BEGIN EXTRACTED ENTRIES
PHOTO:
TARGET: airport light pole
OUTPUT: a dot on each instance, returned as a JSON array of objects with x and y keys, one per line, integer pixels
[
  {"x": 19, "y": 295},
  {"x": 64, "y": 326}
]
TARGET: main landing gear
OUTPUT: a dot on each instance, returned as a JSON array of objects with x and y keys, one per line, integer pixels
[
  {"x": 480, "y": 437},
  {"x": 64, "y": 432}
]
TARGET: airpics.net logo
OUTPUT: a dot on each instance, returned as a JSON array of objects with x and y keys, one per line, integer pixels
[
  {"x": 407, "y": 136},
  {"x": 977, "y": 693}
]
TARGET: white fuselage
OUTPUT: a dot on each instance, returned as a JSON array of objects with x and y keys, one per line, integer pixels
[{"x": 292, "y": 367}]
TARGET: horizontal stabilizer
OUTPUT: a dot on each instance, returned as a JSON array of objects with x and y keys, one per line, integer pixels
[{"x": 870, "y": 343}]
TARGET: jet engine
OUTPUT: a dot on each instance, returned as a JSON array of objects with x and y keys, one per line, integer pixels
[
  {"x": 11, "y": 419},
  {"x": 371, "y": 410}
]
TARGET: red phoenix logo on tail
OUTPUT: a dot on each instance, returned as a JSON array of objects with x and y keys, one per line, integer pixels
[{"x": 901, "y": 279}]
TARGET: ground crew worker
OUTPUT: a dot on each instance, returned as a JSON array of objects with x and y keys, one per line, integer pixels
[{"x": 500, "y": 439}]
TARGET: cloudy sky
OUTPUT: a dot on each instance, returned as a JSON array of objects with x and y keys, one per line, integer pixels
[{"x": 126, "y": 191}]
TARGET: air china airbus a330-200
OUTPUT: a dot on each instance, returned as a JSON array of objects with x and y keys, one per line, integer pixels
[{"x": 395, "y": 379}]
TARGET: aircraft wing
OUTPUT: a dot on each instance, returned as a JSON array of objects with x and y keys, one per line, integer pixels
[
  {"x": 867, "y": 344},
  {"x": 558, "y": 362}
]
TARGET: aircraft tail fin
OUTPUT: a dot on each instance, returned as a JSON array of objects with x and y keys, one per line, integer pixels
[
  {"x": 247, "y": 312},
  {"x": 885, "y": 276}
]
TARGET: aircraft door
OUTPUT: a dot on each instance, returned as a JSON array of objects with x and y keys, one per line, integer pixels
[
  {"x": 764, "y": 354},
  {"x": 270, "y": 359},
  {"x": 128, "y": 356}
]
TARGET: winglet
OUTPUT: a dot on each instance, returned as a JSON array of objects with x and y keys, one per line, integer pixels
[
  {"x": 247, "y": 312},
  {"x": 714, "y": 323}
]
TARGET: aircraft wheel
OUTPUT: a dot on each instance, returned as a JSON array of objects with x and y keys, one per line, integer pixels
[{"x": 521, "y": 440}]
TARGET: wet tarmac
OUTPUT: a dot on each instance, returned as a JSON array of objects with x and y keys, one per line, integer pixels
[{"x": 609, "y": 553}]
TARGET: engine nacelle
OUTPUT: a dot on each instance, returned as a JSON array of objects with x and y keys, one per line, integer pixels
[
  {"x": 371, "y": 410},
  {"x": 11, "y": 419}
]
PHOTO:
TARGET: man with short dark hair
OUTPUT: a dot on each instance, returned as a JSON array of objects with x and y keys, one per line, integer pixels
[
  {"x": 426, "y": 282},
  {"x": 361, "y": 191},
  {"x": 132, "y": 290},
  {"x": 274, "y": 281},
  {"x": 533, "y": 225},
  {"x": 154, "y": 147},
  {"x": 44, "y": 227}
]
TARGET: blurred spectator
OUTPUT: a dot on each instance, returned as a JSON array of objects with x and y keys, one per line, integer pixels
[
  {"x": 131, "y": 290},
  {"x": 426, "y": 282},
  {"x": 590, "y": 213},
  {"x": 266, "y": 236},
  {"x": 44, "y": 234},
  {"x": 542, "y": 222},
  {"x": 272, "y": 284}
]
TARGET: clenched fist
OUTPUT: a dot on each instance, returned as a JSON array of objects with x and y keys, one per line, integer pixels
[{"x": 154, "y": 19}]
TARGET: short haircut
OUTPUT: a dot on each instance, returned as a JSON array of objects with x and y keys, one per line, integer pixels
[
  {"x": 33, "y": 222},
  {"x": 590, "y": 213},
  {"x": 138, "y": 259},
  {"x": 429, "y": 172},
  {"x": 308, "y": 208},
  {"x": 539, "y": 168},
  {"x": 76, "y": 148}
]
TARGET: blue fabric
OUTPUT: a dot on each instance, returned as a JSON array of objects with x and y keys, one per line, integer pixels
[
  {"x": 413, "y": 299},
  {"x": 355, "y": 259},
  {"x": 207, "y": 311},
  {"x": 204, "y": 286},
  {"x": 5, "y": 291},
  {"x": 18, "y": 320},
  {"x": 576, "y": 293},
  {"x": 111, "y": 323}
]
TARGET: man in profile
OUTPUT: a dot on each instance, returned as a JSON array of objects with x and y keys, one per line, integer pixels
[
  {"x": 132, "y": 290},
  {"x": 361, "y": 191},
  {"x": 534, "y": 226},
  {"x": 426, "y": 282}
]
END EXTRACTED ENTRIES
Look through the entries. Copy out each line with "logo" in it.

RESPONSE FOR THIS EXERCISE>
TARGET: airpics.net logo
TARGET: red phoenix logo on tail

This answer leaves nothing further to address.